● WORK ITEM
Your answer should consist of every line in the records that holds "bark".

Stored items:
☆ ☆ ☆
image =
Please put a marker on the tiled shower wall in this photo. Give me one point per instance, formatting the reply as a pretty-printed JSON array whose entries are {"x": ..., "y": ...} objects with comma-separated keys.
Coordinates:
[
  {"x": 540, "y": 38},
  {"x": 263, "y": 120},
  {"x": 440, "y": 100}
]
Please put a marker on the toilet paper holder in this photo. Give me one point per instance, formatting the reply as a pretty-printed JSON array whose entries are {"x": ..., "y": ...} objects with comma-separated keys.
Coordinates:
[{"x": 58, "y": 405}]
☆ ☆ ☆
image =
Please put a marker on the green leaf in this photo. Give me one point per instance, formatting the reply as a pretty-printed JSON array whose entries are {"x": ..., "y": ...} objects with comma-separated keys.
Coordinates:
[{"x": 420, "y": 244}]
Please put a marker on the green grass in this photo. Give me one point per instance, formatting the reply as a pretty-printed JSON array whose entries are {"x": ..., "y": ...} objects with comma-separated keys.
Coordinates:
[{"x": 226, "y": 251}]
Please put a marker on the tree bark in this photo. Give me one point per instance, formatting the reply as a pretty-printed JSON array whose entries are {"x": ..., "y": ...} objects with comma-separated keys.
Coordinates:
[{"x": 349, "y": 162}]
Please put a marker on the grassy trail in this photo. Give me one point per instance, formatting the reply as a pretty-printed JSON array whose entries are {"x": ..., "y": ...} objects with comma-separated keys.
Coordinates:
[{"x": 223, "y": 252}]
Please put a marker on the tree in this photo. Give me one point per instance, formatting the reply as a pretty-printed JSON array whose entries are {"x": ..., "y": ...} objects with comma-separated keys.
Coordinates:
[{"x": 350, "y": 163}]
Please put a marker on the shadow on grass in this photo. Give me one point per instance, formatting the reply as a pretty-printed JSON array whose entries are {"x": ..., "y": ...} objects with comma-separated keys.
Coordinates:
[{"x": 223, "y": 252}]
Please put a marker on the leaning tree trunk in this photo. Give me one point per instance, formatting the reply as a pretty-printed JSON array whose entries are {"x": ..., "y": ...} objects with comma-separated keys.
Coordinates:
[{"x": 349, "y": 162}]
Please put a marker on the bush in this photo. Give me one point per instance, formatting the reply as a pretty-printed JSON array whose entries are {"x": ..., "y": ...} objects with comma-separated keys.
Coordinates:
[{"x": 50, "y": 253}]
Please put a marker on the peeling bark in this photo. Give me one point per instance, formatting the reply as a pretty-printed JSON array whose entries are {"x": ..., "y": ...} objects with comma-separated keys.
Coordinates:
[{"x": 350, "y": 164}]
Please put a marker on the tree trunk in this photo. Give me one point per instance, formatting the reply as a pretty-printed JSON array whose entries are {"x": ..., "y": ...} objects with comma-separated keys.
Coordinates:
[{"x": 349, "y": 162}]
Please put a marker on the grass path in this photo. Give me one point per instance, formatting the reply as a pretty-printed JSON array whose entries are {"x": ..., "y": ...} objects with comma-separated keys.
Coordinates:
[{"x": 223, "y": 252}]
☆ ☆ ☆
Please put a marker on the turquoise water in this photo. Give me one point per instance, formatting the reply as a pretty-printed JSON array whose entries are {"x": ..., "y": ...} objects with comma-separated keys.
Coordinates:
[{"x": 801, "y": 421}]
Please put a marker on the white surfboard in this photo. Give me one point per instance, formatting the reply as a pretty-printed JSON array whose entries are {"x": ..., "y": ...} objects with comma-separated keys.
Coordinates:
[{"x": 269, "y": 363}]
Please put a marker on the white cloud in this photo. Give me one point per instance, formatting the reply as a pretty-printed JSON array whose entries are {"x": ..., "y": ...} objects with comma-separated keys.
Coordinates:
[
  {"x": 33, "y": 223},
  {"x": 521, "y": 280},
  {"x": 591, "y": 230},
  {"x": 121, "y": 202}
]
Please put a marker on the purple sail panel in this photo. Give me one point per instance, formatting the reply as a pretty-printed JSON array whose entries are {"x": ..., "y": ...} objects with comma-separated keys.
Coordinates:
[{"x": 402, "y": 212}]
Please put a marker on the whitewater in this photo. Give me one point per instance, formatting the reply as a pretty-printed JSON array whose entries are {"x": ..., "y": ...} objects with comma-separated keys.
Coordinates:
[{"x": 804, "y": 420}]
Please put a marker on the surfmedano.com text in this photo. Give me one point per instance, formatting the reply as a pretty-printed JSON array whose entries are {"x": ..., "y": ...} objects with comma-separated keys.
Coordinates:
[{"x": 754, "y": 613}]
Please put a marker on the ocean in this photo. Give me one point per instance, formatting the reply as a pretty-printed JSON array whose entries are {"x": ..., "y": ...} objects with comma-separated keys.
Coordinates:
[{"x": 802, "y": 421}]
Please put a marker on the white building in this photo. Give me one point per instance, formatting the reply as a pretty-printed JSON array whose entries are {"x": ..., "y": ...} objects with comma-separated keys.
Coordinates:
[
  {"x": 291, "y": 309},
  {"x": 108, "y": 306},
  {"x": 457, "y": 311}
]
☆ ☆ ☆
● RESULT
Please put a marker on the tree bark in this photo. Give me one point per instance, formatting the reply as a pretty-printed JSON array whose entries are {"x": ..., "y": ...} objects with comma-separated keys.
Please put a marker on the peeling bark in this photo. Give me one point per instance, formatting the reply as a pretty-printed JSON array whose entries are {"x": ..., "y": ...} objects with comma-separated keys.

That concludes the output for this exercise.